• WHAT YOU NEED TO DO:
(a) Copy the over-squashing response word for word from "This simplified example" to "preprint arXiv:2006.05205 (2020).".
(b) In the over-squashing response, which topological features were logged without any significant patterns emerging in the rewired graphs?

W2: Over-squashing claim could be strengthened.
RW2: We thank the reviewer for their suggestion. Our empirical analysis of the widely-used Trees-NeighborsMatch dataset [1,2,3,4] demonstrates how PR-MPNNs alleviate over-squashing. As illustrated in Figure 4, PR-MPNNs outperform standard MPNNs and match Graph Transformers' performance, which is believed to not suffer from over-squashing issues [2].
We appreciate the suggestion and agree that further exploring the over-squashing phenomena with PR-MPNNs could be insightful. However, our experience indicates that traditional analyses using topological properties, as in references [3, 5], are not entirely adequate for black-box rewiring methods like ours. Despite logging various topological features such as edge curvatures and spectral gaps, no significant patterns emerged in the rewired graphs.
To illustrate why we believe that topological and spectral properties may be limited when employing learnable rewiring methods, we give an intuition via the following example:
Suppose that, to solve some task, nodes A and B from the initial graph a) need to pass messages, but there’s an information bottleneck between C and D. Increasing curvature in the rewiring process (as in example b) might improve information flow. However, a trivial solution, that could be obtained with PR-MPNNs, is to connect nodes A and B, bypassing the bottleneck directly. Moreover, if we delete the edge connecting nodes C and D, we obtain a graph that has the same curvature as the initial graph, as exemplified in example c).
This simplified example may not fully capture the complexity encountered in real-world scenarios. However, we want to point out that PR-MPNNs are indeed able to find perfect solutions in this kind of toy scenarios, as illustrated in Figure 3, where the PR-MPNN is recovering the trivial solution to the task for the Trees-LeafCount synthetic dataset.
[1]: Alon, Uri, and Eran Yahav. "On the bottleneck of graph neural networks and its practical implications." arXiv preprint arXiv:2006.05205 (2020).
[2]: Müller, Luis, et al. "Attending to graph transformers." arXiv preprint arXiv:2302.04181 (2023).
[3]: Karhadkar, Kedar, Pradeep Kr Banerjee, and Guido Montúfar. "FoSR: First-order spectral rewiring for addressing oversquashing in GNNs." arXiv preprint arXiv:2210.11790 (2022).
[4]: Banerjee, Pradeep Kr, et al. "Oversquashing in GNNs through the lens of information contraction and graph expansion." 2022 58th Annual Allerton Conference on Communication, Control, and Computing (Allerton). IEEE, 2022.

• PROVIDED MATERIAL:
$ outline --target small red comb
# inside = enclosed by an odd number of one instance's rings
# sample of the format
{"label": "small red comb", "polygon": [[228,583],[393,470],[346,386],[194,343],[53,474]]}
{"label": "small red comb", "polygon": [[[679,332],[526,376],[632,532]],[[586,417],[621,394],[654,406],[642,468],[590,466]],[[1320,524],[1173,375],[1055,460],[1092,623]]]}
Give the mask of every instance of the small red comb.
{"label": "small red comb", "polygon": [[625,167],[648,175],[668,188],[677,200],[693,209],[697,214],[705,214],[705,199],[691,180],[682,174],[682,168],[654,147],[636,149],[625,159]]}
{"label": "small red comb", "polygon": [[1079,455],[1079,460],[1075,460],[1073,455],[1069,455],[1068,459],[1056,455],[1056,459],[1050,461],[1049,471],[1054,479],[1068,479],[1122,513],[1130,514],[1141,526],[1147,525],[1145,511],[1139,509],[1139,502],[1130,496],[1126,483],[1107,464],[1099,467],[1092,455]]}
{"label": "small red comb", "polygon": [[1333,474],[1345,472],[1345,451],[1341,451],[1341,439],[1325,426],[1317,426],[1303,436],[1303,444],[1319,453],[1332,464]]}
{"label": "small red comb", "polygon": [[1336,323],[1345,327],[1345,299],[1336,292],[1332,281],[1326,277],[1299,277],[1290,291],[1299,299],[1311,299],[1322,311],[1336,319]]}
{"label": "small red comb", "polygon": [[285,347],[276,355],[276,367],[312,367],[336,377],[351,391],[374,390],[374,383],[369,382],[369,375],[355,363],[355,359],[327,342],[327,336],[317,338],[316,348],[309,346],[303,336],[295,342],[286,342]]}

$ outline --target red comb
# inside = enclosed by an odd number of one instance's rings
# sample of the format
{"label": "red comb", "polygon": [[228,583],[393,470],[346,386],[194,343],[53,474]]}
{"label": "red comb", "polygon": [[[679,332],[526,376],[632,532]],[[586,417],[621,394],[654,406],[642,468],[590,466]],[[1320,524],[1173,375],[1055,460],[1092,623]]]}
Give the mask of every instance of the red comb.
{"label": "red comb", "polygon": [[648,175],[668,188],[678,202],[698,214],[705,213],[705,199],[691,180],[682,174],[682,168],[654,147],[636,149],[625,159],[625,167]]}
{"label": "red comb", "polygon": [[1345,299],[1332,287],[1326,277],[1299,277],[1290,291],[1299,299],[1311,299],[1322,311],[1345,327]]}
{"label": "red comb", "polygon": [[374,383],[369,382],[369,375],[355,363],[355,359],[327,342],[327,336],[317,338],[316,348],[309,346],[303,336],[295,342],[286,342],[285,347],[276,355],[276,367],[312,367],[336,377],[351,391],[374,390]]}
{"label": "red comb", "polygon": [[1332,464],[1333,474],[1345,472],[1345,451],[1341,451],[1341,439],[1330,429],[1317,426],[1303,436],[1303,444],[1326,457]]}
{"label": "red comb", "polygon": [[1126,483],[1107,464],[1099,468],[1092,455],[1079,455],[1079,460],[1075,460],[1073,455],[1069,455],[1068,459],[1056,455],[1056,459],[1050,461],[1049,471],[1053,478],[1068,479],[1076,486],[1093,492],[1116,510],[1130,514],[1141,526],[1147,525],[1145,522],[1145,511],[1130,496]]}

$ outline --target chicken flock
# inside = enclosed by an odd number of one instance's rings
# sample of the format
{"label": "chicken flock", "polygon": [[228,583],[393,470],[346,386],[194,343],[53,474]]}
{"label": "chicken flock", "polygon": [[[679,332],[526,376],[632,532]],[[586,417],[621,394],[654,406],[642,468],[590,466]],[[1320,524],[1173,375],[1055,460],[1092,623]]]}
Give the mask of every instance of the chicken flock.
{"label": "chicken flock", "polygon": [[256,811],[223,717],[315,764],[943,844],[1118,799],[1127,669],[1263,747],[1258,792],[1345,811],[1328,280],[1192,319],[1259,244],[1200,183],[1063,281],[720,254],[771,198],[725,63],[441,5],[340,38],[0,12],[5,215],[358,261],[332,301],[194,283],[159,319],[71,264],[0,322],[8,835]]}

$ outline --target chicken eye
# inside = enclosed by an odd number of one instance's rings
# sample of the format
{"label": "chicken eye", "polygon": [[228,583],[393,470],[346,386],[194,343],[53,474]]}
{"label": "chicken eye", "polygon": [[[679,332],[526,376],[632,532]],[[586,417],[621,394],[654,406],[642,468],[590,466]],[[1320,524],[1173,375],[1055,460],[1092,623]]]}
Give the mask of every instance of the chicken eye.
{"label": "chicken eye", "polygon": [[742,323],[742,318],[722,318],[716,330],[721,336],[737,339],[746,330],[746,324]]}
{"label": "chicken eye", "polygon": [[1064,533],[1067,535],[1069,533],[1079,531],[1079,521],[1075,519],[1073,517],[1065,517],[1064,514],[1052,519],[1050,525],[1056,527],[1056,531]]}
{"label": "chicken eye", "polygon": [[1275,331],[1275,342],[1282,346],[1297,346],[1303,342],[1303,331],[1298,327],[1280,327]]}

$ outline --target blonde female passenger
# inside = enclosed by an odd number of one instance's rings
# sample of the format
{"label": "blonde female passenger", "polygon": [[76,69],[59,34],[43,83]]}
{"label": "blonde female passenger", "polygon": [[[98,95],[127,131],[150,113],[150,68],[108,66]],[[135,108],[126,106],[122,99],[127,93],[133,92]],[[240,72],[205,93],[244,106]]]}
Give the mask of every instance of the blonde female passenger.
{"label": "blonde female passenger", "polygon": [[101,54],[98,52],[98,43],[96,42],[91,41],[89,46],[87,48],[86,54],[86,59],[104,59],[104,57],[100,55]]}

• ANSWERS TO EACH TASK:
(a)
This simplified example may not fully capture the complexity encountered in real-world scenarios. However, we want to point out that PR-MPNNs are indeed able to find perfect solutions in this kind of toy scenarios, as illustrated in Figure 3, where the PR-MPNN is recovering the trivial solution to the task for the Trees-LeafCount synthetic dataset.
[1]: Alon, Uri, and Eran Yahav. "On the bottleneck of graph neural networks and its practical implications." arXiv preprint arXiv:2006.05205 (2020).

(b) Edge curvatures and spectral gaps.